SUPREME COURT OF THE STATE OF NEW YORK — NEW YORK COUNTY PART 13
Feb 26, 2020
2020 N.Y. Slip Op. 30636 (N.Y. Sup. Ct. 2020)

Opinion

INDEX NO. 190382/2017

02-26-2020

IN RE: NEW YORK CITY ASBESTOS LITIGATION MARIA MAURO, Individually, and JOSEPH MAURO, III, and DEAN MAURO as Special Administrators and Co-Administrators to the Estate of JOSEPH MAURO, JR., Deceased, Plaintiffs, v. CONSOLIDATED EDISON OF NEW YORK, et al., Defendants.


NYSCEF DOC. NO. 283 PRESENT: MANUEL J. MENDEZ Justice MOTION DATE 01/29/2020
MOTION SEQ. NO. 005
MOTION CAL. NO. __________

Upon a reading of the foregoing cited papers it is ORDERED that defendant John E. Potente & Sons, Inc.'s (hereinafter "defendant") motion pursuant to CPLR §3212 for summary judgment dismissing plaintiffs' complaint and all cross-claims asserted against it, alternatively, partial summary judgment dismissing the plaintiffs punitive damages claims, is granted solely to the extent of dismissing the punitive damages claims. The remainder of the relief sought in this motion is denied.

Plaintiffs' decedent, Joseph Mauro, Jr. (hereinafter "decedent"), was diagnosed with malignant pleural mesothelioma on October 19, 2017 and passed away on April 10, 2018 (Opp. Exhs. 1 and 4). Decedent alleged he was exposed to asbestos in a variety of ways. He alleges exposure from approximately 1970 through November 1976 at various Consolidated Edison of New York (hereinafter "Con Ed") sites while employed by a subcontractor, Michael J. Torpey, Inc..

Decedent was deposed on January 16, 17 and 18, 2018. His de bene esse deposition was taken on January 25, 2018 (Mot. Exhs. H and Opp. Exhs. 5 and 8). Starting approximately in 1970 through November of 1976, he was hired by a union employer, Michael J. Torpey, Inc. (hereinafter "Torpey") to perform excavation and backhoe work (Mot. Exh. H pgs. 62-64). Decedent stated that periodically when Torpey was between jobs, he would be laid off and worked for other employers. He claimed he had no exposure to asbestos on the less than ten other minimal jobs with other employers which were for short time periods. He estimated that altogether he worked on other jobs for other employers a year or less (Mot. Exh. H, pgs. 67, 74-77 and 134-135).

Point localization entries:
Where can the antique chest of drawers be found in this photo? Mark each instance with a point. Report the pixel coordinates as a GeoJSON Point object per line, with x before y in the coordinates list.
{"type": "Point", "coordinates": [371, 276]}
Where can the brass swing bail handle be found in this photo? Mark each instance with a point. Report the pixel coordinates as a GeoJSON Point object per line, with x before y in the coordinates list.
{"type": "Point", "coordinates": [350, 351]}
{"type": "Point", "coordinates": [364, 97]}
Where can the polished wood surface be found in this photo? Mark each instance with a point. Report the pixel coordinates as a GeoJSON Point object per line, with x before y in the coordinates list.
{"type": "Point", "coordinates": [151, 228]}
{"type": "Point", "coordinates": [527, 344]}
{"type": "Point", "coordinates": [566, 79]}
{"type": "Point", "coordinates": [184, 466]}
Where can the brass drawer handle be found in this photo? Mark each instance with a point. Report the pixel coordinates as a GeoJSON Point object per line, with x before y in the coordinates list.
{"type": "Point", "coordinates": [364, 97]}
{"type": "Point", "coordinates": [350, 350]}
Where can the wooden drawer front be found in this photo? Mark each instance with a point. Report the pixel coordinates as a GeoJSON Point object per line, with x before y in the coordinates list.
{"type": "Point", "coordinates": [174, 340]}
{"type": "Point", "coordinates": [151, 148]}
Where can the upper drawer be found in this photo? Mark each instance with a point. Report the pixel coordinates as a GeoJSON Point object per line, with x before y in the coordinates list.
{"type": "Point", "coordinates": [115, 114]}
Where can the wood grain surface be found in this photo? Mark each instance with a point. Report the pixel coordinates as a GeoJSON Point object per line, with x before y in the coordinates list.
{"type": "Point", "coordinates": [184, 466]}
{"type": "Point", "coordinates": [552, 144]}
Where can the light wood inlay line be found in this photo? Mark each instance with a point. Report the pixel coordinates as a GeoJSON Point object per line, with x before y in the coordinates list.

QUESTIONS TO ANSWER:
(a) Answer these questions using the court opinion:
(i) On what date was the decedent diagnosed with malignant pleural mesothelioma?
(ii) Which justice presided over the motion?
(iii) What kind of work was the decedent hired by Torpey to perform?
(b) Name every company that appears in the court opinion.
(c) Continue the court opinion on the asbestos claims from its last sentence.

EXERCISE RESULTS:
(a)
(i) October 19, 2017
(ii) Manuel J. Mendez
(iii) Excavation and backhoe work

(b)
Consolidated Edison of New York
John E. Potente & Sons, Inc.
Michael J. Torpey, Inc.

(c)
Torpey was a subcontractor who got work from Con Ed. Decedent stated that the Torpey foremen directed decedent's work, but the entire site was under the control of Con Edison (Mot. Exh. H pgs. 146-149, 154-156, 229-230 and 235-237 and Opp. Exh. 8, pgs. 33-37). Decedent testified that Con Ed used its own trucks and supplied the asbestos containing conduits, which he also referred to as asbestos containing ducts, at the various sites. He stated that Con Ed chose the pipes that were used (Mot. Exh. H, pgs. 65-67, 213 and 226-229, Opp. Exh. 8, pg. 36). Decedent stated he was exposed to asbestos from breaking and cutting the asbestos containing conduits; helping the laborer with the clean-up using a broom to sweep up the dust created from the asbestos containing conduits; throwing the pieces into the bucket of a Drott 4+1; loading the asbestos containing conduits onto the truck and taking the asbestos containing conduits off the Con Ed trucks (Mot. Exh. H, pgs. 68-69 and 72-73).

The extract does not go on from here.